:: What is being asked ::
Set down exactly the lines below, starting at the one that contains "# point at: calm" and ending at the one that contains "# point at: yellow", with both of those lines included and nothing else.

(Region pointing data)
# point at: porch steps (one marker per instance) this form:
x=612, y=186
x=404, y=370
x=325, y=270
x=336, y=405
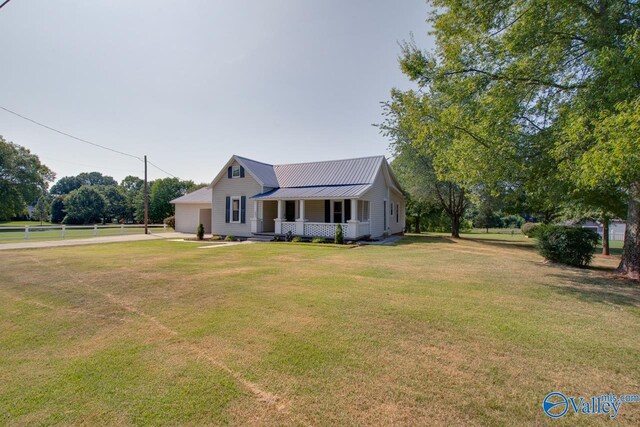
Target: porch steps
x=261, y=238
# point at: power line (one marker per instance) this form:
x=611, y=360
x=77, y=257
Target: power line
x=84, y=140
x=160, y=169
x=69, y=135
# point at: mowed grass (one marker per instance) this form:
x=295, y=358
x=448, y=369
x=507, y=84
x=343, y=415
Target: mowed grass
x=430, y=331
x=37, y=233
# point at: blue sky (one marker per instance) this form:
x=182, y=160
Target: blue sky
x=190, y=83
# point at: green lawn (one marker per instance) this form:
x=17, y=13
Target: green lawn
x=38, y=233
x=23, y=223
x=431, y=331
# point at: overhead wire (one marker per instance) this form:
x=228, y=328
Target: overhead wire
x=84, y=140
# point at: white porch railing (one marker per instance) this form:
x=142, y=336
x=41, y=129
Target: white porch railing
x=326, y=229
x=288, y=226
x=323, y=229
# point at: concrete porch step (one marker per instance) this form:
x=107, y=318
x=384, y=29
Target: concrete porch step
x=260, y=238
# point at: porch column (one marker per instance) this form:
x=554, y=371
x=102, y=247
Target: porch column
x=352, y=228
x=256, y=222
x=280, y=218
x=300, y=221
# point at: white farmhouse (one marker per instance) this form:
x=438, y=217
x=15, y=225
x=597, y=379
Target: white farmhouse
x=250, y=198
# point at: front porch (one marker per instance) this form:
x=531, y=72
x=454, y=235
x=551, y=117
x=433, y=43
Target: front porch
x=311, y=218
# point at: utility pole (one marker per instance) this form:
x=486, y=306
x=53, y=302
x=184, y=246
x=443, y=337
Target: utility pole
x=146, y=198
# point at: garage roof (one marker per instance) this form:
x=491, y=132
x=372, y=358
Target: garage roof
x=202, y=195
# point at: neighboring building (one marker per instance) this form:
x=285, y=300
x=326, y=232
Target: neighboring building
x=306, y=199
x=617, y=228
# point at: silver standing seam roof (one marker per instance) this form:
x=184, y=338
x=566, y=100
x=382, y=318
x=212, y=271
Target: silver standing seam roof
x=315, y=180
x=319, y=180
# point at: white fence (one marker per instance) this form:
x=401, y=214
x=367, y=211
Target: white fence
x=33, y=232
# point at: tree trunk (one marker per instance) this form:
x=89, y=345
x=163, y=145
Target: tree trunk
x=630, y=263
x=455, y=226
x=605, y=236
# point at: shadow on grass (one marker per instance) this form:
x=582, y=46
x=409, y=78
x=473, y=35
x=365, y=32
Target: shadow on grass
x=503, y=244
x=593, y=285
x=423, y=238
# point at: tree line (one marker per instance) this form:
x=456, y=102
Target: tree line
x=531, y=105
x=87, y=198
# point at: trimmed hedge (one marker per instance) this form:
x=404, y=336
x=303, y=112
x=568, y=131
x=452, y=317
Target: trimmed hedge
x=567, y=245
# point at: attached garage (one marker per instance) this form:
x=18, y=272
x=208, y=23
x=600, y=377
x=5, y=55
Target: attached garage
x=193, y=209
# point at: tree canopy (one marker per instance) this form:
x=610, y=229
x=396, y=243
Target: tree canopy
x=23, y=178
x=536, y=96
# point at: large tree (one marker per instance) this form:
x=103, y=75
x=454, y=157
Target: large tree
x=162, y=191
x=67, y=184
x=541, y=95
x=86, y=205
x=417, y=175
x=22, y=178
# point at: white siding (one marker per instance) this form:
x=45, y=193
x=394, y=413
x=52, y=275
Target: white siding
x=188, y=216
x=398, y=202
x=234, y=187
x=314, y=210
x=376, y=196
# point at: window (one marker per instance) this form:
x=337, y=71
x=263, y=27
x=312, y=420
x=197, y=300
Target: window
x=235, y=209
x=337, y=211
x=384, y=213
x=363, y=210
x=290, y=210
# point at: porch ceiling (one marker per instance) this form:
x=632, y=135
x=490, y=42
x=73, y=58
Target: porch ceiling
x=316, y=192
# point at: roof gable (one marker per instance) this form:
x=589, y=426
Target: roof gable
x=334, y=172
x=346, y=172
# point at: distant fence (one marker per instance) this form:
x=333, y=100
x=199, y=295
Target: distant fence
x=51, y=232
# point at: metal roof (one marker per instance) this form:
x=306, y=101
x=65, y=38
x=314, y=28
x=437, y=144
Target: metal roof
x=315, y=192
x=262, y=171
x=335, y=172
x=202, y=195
--
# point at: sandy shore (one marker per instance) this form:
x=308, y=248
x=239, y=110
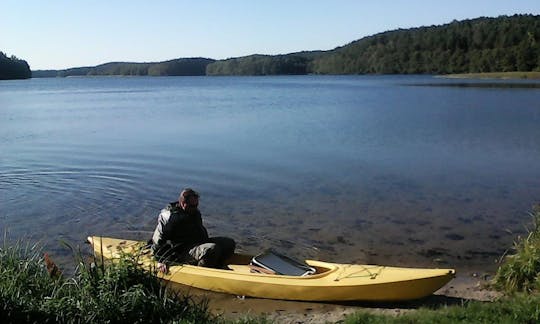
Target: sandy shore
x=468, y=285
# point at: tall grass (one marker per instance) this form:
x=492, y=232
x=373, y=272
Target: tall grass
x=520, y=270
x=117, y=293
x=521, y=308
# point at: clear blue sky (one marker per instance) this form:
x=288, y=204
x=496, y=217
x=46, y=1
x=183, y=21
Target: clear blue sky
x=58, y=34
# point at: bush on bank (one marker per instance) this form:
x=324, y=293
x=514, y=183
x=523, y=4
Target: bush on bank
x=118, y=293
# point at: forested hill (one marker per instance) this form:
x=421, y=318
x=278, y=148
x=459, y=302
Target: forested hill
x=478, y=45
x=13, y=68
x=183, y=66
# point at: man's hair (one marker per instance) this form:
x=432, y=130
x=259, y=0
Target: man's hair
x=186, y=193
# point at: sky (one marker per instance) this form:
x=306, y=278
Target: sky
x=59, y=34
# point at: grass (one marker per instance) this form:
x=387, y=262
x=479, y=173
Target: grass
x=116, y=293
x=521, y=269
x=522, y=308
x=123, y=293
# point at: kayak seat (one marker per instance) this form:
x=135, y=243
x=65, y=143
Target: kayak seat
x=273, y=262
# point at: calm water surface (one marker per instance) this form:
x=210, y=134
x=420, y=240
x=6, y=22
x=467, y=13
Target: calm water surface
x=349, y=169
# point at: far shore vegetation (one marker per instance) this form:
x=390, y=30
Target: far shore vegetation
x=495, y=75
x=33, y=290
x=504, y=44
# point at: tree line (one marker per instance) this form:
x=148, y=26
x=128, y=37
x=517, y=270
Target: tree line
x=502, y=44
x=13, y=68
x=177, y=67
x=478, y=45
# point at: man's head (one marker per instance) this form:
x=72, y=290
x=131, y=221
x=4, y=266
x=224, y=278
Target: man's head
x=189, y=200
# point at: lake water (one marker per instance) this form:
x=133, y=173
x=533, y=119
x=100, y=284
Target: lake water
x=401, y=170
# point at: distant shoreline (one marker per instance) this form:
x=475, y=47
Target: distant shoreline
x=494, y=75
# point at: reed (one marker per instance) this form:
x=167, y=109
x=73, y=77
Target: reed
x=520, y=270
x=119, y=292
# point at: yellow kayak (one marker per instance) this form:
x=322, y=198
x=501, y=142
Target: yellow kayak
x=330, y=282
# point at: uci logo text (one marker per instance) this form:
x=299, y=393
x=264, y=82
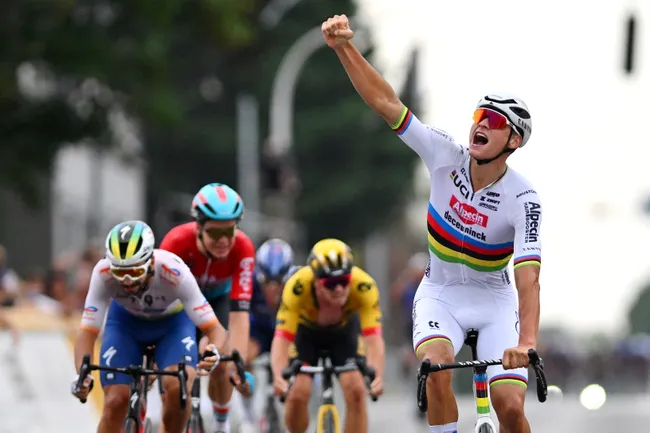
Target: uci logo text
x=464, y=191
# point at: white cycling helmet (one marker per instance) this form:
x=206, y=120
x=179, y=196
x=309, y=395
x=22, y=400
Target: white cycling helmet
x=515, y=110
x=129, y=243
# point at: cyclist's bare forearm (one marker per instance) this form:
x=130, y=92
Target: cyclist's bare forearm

:: Response to the exercise ::
# point at: calm water surface (one marker per instance) this form:
x=210, y=134
x=420, y=240
x=6, y=22
x=467, y=13
Target: calm water surface
x=349, y=169
# point at: far shore vegetation (one marker per instance) this form:
x=390, y=30
Target: far shore vegetation
x=495, y=75
x=33, y=290
x=504, y=44
# point at: tree line (one marker per instance) this form:
x=148, y=26
x=128, y=37
x=517, y=270
Target: tree line
x=502, y=44
x=13, y=68
x=177, y=67
x=478, y=45
# point at: man's head (one marker per instance) this form:
x=72, y=290
x=131, y=221
x=4, y=266
x=224, y=278
Target: man's head
x=189, y=200
# point at: lake water (one marker per instance) this form:
x=133, y=173
x=533, y=119
x=100, y=284
Target: lake water
x=401, y=170
# point at: distant shoreline (one marker per instance) this form:
x=475, y=47
Target: distant shoreline
x=494, y=75
# point at: reed (one marker per instance) this form:
x=167, y=109
x=73, y=77
Target: reed
x=520, y=270
x=119, y=292
# point at: yellow kayak (one marker per instance) this form:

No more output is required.